- **WHAT IS BEING ASKED**:
Repeat verbatim the lines of the data below, beginning with the line containing "Point to the bridge roadway." and continuing to the end.

(Stored data)
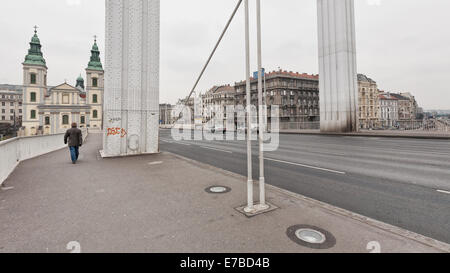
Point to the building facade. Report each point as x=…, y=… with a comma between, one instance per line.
x=165, y=114
x=389, y=110
x=51, y=110
x=216, y=100
x=369, y=105
x=11, y=104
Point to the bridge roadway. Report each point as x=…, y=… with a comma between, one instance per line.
x=403, y=182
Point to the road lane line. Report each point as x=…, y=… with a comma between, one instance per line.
x=442, y=191
x=305, y=166
x=215, y=149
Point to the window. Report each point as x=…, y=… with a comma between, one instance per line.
x=65, y=120
x=33, y=78
x=65, y=99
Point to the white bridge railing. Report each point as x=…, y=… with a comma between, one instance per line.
x=18, y=149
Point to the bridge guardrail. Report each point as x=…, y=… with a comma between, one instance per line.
x=16, y=150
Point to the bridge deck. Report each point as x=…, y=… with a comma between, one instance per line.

- **WRITTEN REPLY**:
Point to the bridge roadway. Report each point as x=…, y=… with a comma between, one instance per line.
x=403, y=182
Point to the road lane line. Report each point as x=…, y=… with a comma between, one instance per line.
x=442, y=191
x=305, y=166
x=215, y=149
Point to the window. Report each point as x=…, y=… with a comma between, one instance per line.
x=65, y=120
x=33, y=78
x=65, y=99
Point to the white bridge railing. Report each point as x=…, y=… with a comma between, one instance per line.
x=18, y=149
Point to the bridge guardrail. Report each point as x=…, y=… with a comma between, one instance per line.
x=16, y=150
Point to the bridge deck. Report each point as x=…, y=… with a comma between, one instance per line.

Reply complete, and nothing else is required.